◆ Information provided ◆

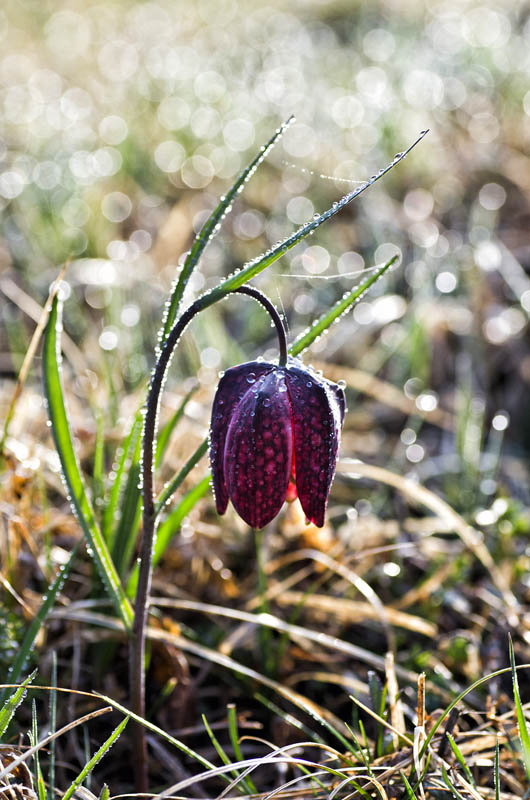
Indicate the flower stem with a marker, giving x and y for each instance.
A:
(150, 515)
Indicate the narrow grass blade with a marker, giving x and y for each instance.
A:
(461, 760)
(70, 469)
(408, 788)
(234, 738)
(521, 721)
(453, 703)
(10, 706)
(126, 531)
(31, 634)
(220, 751)
(165, 433)
(257, 265)
(159, 731)
(211, 226)
(89, 766)
(169, 527)
(175, 482)
(126, 460)
(326, 320)
(34, 739)
(53, 727)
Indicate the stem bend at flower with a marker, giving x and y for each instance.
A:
(149, 517)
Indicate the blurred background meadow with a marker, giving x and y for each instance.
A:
(121, 126)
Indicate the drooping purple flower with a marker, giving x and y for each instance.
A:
(274, 425)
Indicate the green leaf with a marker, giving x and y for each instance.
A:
(126, 458)
(496, 773)
(175, 482)
(159, 731)
(53, 727)
(410, 791)
(34, 739)
(210, 228)
(326, 320)
(33, 631)
(10, 706)
(96, 758)
(460, 758)
(521, 721)
(454, 791)
(248, 784)
(70, 469)
(169, 527)
(220, 750)
(99, 462)
(126, 531)
(257, 265)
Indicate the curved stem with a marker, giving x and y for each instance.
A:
(149, 515)
(280, 329)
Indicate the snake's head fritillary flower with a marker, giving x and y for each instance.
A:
(274, 434)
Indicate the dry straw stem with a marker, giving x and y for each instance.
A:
(35, 312)
(472, 538)
(32, 750)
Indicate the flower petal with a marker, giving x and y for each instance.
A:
(259, 450)
(230, 390)
(317, 418)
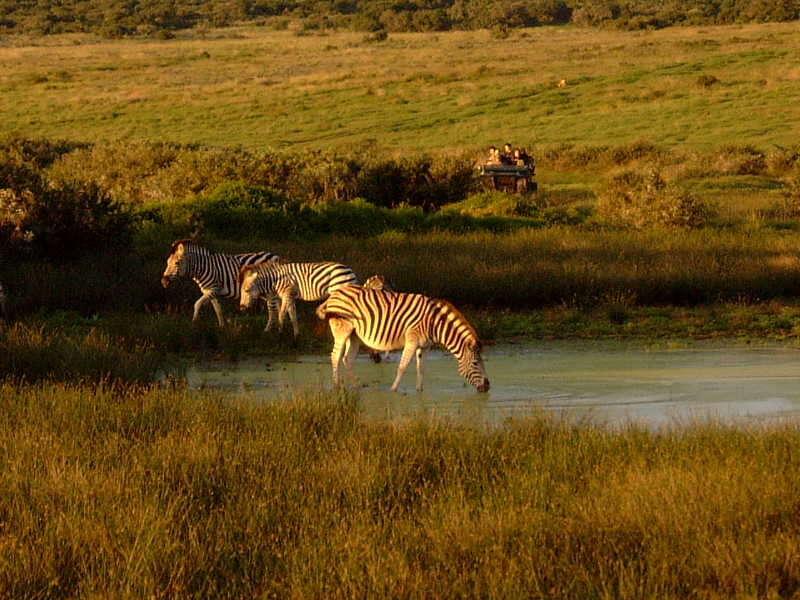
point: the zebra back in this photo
(313, 280)
(214, 271)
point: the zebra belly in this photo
(380, 343)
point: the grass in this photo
(273, 89)
(149, 493)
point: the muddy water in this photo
(609, 383)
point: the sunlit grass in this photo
(114, 492)
(415, 91)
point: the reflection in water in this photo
(612, 383)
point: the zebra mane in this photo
(448, 307)
(245, 270)
(177, 243)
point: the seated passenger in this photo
(508, 154)
(527, 159)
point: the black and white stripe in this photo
(216, 274)
(386, 320)
(3, 303)
(290, 281)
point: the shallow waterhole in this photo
(610, 383)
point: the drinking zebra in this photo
(216, 274)
(288, 281)
(392, 320)
(378, 282)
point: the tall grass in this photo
(31, 352)
(122, 492)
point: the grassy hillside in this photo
(690, 87)
(126, 493)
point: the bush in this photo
(494, 203)
(34, 352)
(635, 200)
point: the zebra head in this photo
(378, 282)
(177, 262)
(470, 366)
(249, 286)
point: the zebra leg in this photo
(419, 369)
(218, 309)
(408, 353)
(350, 351)
(293, 316)
(341, 331)
(272, 309)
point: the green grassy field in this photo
(112, 486)
(696, 88)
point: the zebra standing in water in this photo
(288, 281)
(216, 274)
(392, 320)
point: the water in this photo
(608, 383)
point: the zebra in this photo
(216, 274)
(287, 281)
(392, 320)
(378, 282)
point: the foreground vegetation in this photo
(161, 18)
(134, 492)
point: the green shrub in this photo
(643, 200)
(494, 203)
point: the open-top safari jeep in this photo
(509, 178)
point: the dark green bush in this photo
(36, 352)
(639, 200)
(61, 223)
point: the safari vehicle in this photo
(509, 178)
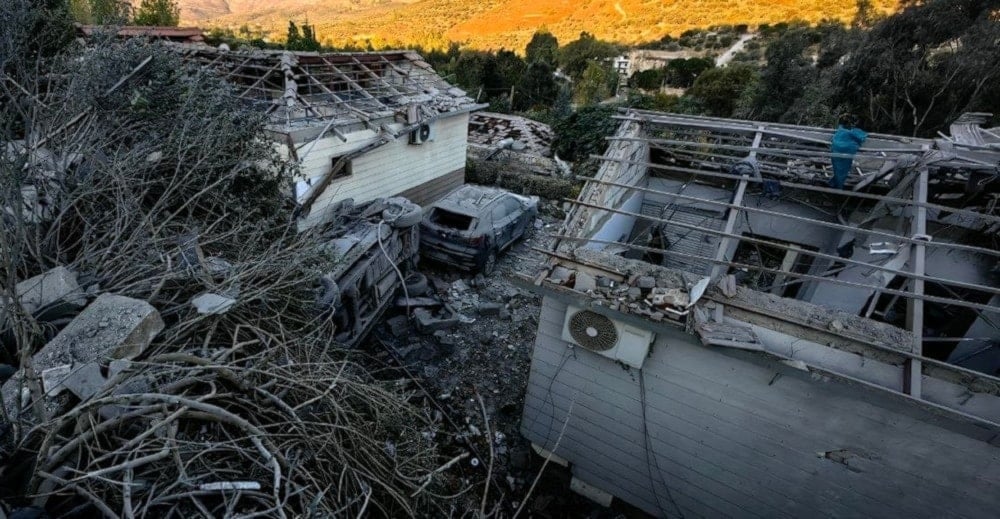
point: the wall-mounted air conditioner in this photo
(422, 134)
(608, 337)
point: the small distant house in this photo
(724, 335)
(361, 125)
(173, 34)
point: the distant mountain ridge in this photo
(492, 24)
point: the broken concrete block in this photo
(52, 379)
(213, 304)
(560, 275)
(489, 309)
(584, 282)
(112, 327)
(428, 323)
(85, 381)
(404, 301)
(728, 285)
(117, 366)
(669, 297)
(398, 325)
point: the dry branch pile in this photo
(149, 181)
(268, 434)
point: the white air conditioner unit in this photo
(422, 134)
(608, 337)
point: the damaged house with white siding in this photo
(361, 125)
(723, 334)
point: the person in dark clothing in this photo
(846, 140)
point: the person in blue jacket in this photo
(846, 140)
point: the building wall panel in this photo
(391, 169)
(742, 438)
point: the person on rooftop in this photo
(847, 140)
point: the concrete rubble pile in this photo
(629, 286)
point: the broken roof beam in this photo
(714, 261)
(805, 187)
(378, 79)
(792, 247)
(913, 372)
(727, 243)
(350, 82)
(719, 123)
(770, 150)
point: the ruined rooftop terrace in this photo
(891, 282)
(309, 92)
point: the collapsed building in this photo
(722, 334)
(360, 125)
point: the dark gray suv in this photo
(470, 226)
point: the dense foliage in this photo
(163, 13)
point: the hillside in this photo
(492, 24)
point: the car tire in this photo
(416, 284)
(489, 263)
(402, 214)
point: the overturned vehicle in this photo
(376, 245)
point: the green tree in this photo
(593, 86)
(651, 79)
(917, 71)
(543, 48)
(109, 12)
(163, 13)
(304, 40)
(583, 133)
(537, 87)
(682, 73)
(574, 56)
(719, 89)
(786, 75)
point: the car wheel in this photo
(402, 213)
(489, 263)
(416, 285)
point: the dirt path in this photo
(727, 56)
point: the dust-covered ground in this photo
(487, 355)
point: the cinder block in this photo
(112, 327)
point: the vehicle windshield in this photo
(457, 221)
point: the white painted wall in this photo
(385, 171)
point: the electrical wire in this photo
(650, 454)
(406, 293)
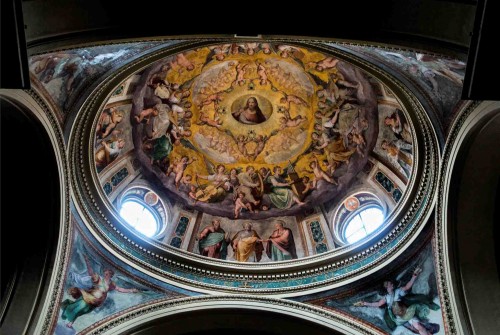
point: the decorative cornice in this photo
(324, 317)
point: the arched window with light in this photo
(143, 211)
(358, 216)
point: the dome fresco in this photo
(254, 141)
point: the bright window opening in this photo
(140, 217)
(363, 224)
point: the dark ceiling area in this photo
(409, 22)
(457, 28)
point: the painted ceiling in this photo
(254, 130)
(247, 134)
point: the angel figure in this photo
(288, 122)
(403, 308)
(240, 74)
(288, 99)
(90, 293)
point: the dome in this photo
(253, 157)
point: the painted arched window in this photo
(140, 217)
(362, 223)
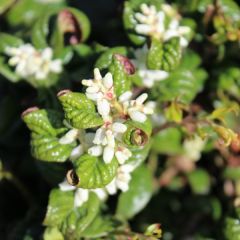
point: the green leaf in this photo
(121, 81)
(171, 54)
(41, 30)
(232, 229)
(199, 181)
(93, 172)
(6, 71)
(232, 173)
(52, 233)
(139, 154)
(5, 5)
(136, 198)
(80, 218)
(44, 140)
(168, 141)
(79, 110)
(105, 58)
(130, 22)
(229, 81)
(182, 84)
(8, 40)
(155, 55)
(59, 206)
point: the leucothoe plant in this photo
(146, 125)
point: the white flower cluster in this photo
(108, 137)
(33, 63)
(153, 23)
(107, 141)
(149, 77)
(121, 181)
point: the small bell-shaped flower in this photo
(100, 89)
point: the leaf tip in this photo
(29, 110)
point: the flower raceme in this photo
(108, 138)
(33, 63)
(153, 23)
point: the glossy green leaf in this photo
(80, 218)
(139, 154)
(79, 110)
(130, 22)
(120, 77)
(44, 140)
(93, 172)
(5, 5)
(7, 72)
(8, 40)
(232, 229)
(155, 55)
(182, 84)
(232, 173)
(229, 81)
(59, 206)
(171, 54)
(136, 198)
(52, 233)
(105, 58)
(41, 30)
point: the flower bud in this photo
(139, 137)
(72, 178)
(128, 65)
(69, 27)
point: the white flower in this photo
(193, 148)
(135, 108)
(153, 23)
(105, 142)
(81, 195)
(69, 137)
(30, 62)
(100, 89)
(122, 179)
(149, 77)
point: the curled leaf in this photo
(93, 172)
(79, 110)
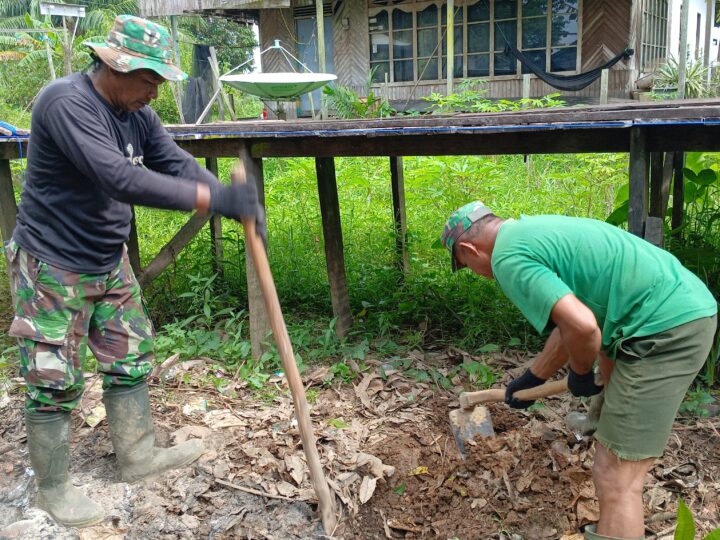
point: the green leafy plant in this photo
(347, 103)
(667, 79)
(471, 97)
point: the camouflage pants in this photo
(59, 313)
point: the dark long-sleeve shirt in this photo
(86, 166)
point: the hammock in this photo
(571, 83)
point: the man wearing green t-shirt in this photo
(600, 293)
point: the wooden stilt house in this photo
(402, 45)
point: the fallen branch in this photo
(253, 491)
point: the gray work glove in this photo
(239, 201)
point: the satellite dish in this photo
(281, 86)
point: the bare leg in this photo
(619, 487)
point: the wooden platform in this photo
(654, 133)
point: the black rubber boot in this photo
(49, 447)
(133, 436)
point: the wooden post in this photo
(678, 212)
(215, 226)
(322, 63)
(400, 218)
(134, 246)
(709, 24)
(169, 251)
(51, 65)
(654, 226)
(178, 93)
(526, 86)
(332, 233)
(604, 79)
(682, 55)
(8, 207)
(450, 34)
(259, 322)
(639, 162)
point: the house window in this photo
(408, 39)
(391, 45)
(653, 44)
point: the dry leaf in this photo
(367, 488)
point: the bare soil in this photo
(388, 453)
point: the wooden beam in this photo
(639, 164)
(399, 215)
(215, 227)
(259, 322)
(170, 251)
(332, 233)
(678, 213)
(8, 207)
(134, 246)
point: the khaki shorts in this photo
(649, 381)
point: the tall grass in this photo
(430, 304)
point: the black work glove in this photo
(524, 381)
(583, 385)
(238, 201)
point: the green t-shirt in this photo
(634, 288)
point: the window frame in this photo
(416, 6)
(654, 36)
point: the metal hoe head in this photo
(466, 425)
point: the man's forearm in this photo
(553, 356)
(582, 349)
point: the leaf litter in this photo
(387, 452)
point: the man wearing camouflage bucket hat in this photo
(598, 292)
(95, 150)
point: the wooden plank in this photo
(259, 322)
(215, 226)
(639, 164)
(678, 212)
(8, 207)
(170, 251)
(134, 246)
(397, 177)
(550, 141)
(332, 233)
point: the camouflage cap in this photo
(459, 222)
(136, 43)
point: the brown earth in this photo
(388, 454)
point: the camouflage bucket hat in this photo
(459, 222)
(136, 43)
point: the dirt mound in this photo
(388, 454)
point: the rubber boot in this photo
(133, 436)
(583, 424)
(590, 534)
(48, 440)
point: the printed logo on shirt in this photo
(135, 160)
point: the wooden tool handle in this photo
(282, 340)
(469, 399)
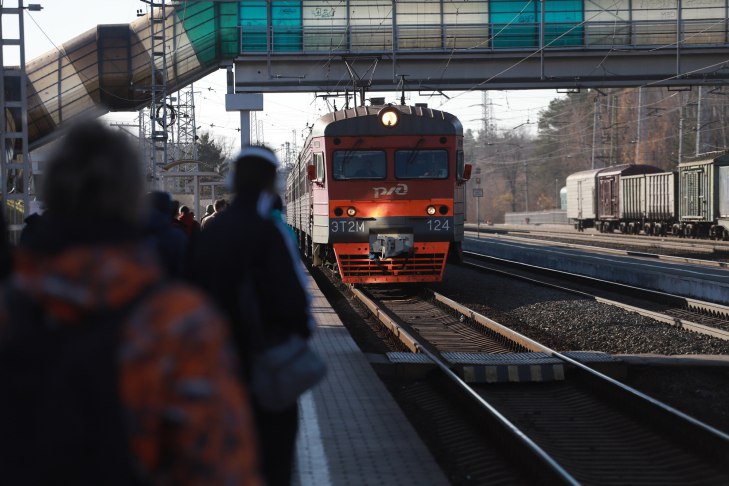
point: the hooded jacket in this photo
(184, 414)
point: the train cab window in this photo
(359, 164)
(460, 164)
(421, 164)
(319, 163)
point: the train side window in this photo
(359, 164)
(319, 162)
(421, 164)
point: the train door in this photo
(580, 199)
(693, 195)
(607, 199)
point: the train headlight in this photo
(389, 116)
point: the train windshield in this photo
(359, 164)
(421, 164)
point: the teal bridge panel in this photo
(314, 45)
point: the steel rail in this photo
(721, 439)
(556, 471)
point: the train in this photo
(378, 193)
(692, 201)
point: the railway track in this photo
(580, 426)
(689, 314)
(712, 256)
(667, 242)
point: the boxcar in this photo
(610, 199)
(581, 197)
(703, 194)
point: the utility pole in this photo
(640, 121)
(698, 124)
(680, 128)
(595, 118)
(526, 187)
(16, 170)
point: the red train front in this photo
(379, 191)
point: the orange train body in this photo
(382, 203)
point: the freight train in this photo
(378, 193)
(690, 202)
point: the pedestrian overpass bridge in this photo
(338, 45)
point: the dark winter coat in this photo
(240, 244)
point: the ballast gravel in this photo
(565, 322)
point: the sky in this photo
(285, 115)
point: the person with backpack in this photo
(109, 373)
(243, 261)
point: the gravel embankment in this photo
(568, 323)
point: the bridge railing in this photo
(484, 37)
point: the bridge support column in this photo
(244, 103)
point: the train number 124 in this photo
(438, 225)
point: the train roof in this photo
(719, 158)
(414, 120)
(630, 169)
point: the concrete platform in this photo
(351, 431)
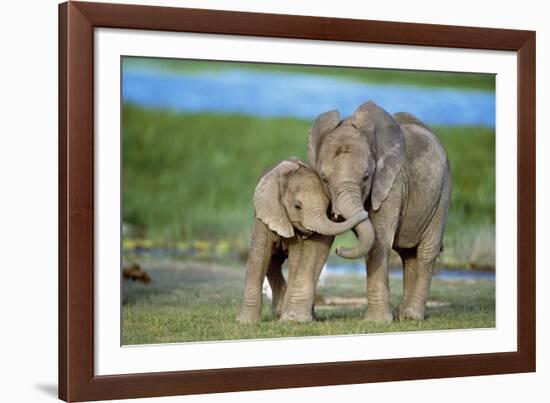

◆ Work instructions ◆
Count the lines in the data above that contain the word "stem", and reply with only the number.

◆ Correct result ◆
4